* **Reading text**:
[start]
Sure, pay taxes on the extra $7614 that you get. Otherwise you're walking off with an extra $7614 per student of tax free $$$'s.

I'm not 'getting it', it is being used as allocated by the government, for the education of a pupil.


Because the waste doesn't come close to what the public will be charged when PROFIT is involved. When the Army privatized serving their meals to soldiers, (Chaney did this when he was Sec. of Def. under Papa Bush), Halliburton got the contract (Surprised?). It was later determined that they were charging the Army almost $30 per meal, when it only cost the Army about $2 per meal when they did it themselves.

Ok, you're confusing a few things here. First, the government assigning of contracts isn't what we're talking about. We're talking about letting parents decide where to allocate the resources that the public has appropriated for the education of their children on a per pupil basis.
The issue with Halliburton is a reference to billing the Pentagon much more than the subcontractors cost:
"The Pentagon's Defense Contract Audit Agency (DCAA) completed a comprehensive review of Halliburton's system for billing the government for work in Iraq. The DCAA said Halliburton billed the government for 36 percent more meals than was actually served to the troops while an internal KBR report said it had overcharged by 19 percent...
In a related development, the Los Angeles Times reported that "the Army recently renegotiated a contract that Halliburton had with a Kuwaiti company to provide meals. By contracting directly with the Kuwaiti company instead of going through Halliburton, the Army knocked 40 percent off the cost of the contract." Once the Pentagon dealt directly with the Kuwaiti-owned company, known as Timimi Co., the cost per-meal dropped from about $5 to about $3, according to GAO Comptroller David Walker."

This type of 'outsourcing' of formerly DoD functions is a direct result of the downsizing of the military. I know, because my first job at 16 was in the mess hall at Eglin AFB and Duke Field. As the military started downsizing they emphasized keeping military staff for the 'point of the spear' functions, and outsourcing as many non-combat functions as they could. I took that job because the pay was significantly higher than other summer jobs available (but it did mean getting up at 5am to be at Duke Field on weekends for the Guard). In the mess hall were a handful of enlisted and an NCO overseeing food prep, but the bulk of 'grunt work' (washing dishes, putting food on trays, cleaning tables, etc.) was done by contract staff like me.

That having been clarified, this kind of government assignment of 'cost plus' contracts isn't what I'm advocating. I'm advocating letting parents/students be empowered with the funds the public appropriates for education to pursue the education venue of their choice.
[end]
* **Saved data entries**:
[start]
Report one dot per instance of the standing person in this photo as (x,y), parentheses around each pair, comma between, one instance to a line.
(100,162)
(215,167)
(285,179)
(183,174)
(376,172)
[end]
* **Objective 1**:
Answer these questions about the discussion:
(a) According to the DCAA, what percentage more meals did Halliburton bill the government for than were actually served to the troops?
(b) Where was the writer's first job at 16?
(c) According to GAO Comptroller David Walker, how did the cost per meal change once the Pentagon dealt directly with Timimi Co.?
* **Objective 2**:
Rewrite the discussion from "I'm not 'getting" to "did it themselves.", putting "troops" in place of "soldiers".

* **Problem solution 1**:
(a) 36 percent more.
(b) In the mess hall at Eglin AFB and Duke Field.
(c) It dropped from about $5 to about $3.

* **Problem solution 2**:
I'm not 'getting it', it is being used as allocated by the government, for the education of a pupil.


Because the waste doesn't come close to what the public will be charged when PROFIT is involved. When the Army privatized serving their meals to troops, (Chaney did this when he was Sec. of Def. under Papa Bush), Halliburton got the contract (Surprised?). It was later determined that they were charging the Army almost $30 per meal, when it only cost the Army about $2 per meal when they did it themselves.